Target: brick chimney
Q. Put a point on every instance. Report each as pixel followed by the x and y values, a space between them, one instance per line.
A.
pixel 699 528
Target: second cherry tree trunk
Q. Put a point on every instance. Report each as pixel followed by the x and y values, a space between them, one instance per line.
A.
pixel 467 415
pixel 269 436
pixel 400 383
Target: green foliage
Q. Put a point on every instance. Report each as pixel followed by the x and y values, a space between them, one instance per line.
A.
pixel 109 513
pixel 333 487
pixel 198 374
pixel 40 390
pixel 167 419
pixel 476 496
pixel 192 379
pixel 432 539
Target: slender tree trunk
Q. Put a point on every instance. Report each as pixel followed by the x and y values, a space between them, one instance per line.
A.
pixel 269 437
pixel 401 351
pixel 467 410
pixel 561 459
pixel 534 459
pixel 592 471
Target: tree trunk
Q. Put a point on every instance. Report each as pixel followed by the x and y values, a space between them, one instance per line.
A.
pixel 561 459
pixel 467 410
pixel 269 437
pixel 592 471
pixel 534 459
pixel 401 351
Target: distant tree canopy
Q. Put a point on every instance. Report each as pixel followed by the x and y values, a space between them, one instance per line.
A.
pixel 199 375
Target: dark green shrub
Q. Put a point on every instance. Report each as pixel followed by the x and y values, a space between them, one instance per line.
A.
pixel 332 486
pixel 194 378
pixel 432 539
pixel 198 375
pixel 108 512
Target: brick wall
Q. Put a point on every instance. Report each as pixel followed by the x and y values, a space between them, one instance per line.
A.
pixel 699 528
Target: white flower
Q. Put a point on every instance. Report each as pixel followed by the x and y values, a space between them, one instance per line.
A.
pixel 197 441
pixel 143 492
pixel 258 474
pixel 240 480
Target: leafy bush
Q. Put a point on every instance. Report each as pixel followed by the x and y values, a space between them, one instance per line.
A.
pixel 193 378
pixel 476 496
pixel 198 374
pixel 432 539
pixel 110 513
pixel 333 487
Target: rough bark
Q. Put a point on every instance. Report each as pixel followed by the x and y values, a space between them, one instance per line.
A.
——————
Problem details. Render every line of the items above as a numbered list, omitting any blank lines.

Finished task.
1. Target: brick chimney
2. Q. Put a point on every instance. Report each as pixel followed by the x and y values, a space between them, one instance per line.
3. A.
4. pixel 699 528
5. Target: second cherry tree trunk
6. Q. Put a point on every instance. Report each as pixel followed by the x and y values, a space between them, one instance per line.
7. A.
8. pixel 467 415
9. pixel 269 436
10. pixel 400 383
11. Target: green foliage
12. Q. Put a point on every instance. Report each as pixel followed by the x and y values, a space between them, one instance per line.
13. A.
14. pixel 109 513
15. pixel 333 487
16. pixel 198 374
17. pixel 40 390
18. pixel 167 419
19. pixel 476 496
20. pixel 192 379
21. pixel 432 539
22. Target: slender tree trunk
23. Q. Put a point on every instance. Report each as pixel followed by the x and y values, a space between them, one instance per line.
24. A.
25. pixel 269 437
26. pixel 401 351
27. pixel 467 410
28. pixel 561 459
29. pixel 534 459
30. pixel 592 471
31. Target: tree trunk
32. Q. Put a point on every instance. Report each as pixel followed by the x and y values, a space between them, one instance per line.
33. A.
34. pixel 561 459
35. pixel 467 410
36. pixel 269 437
37. pixel 592 471
38. pixel 534 459
39. pixel 401 351
40. Target: distant tree canopy
41. Q. Put a point on every instance. Report each as pixel followed by the x and y values, a space between them, one instance per line.
42. A.
43. pixel 199 375
44. Target: dark green shrub
45. Q. Put a point on every instance. Report each as pixel followed by the x and y values, a space between them, one instance per line.
46. A.
47. pixel 332 486
48. pixel 194 378
49. pixel 432 539
50. pixel 198 375
51. pixel 108 512
52. Target: brick wall
53. Q. Put a point on every instance. Report each as pixel followed by the x and y values, a space between them, one instance per line.
54. A.
55. pixel 699 528
56. Target: white flower
57. Q. Put a point on every instance. Report each as pixel followed by the x and y values, a space between them, one instance per line.
58. A.
59. pixel 197 441
60. pixel 143 492
61. pixel 258 474
62. pixel 240 480
63. Target: leafy bush
64. Q. Put a point on every instance. Report each as pixel followed by the x and y values, a space between them, one instance per line.
65. A.
66. pixel 193 378
67. pixel 476 496
68. pixel 198 374
69. pixel 432 539
70. pixel 110 513
71. pixel 333 487
72. Target: rough bark
73. Q. Put a point on every instance. Report each as pixel followed by the x and y values, a space between them, one instance per line.
74. A.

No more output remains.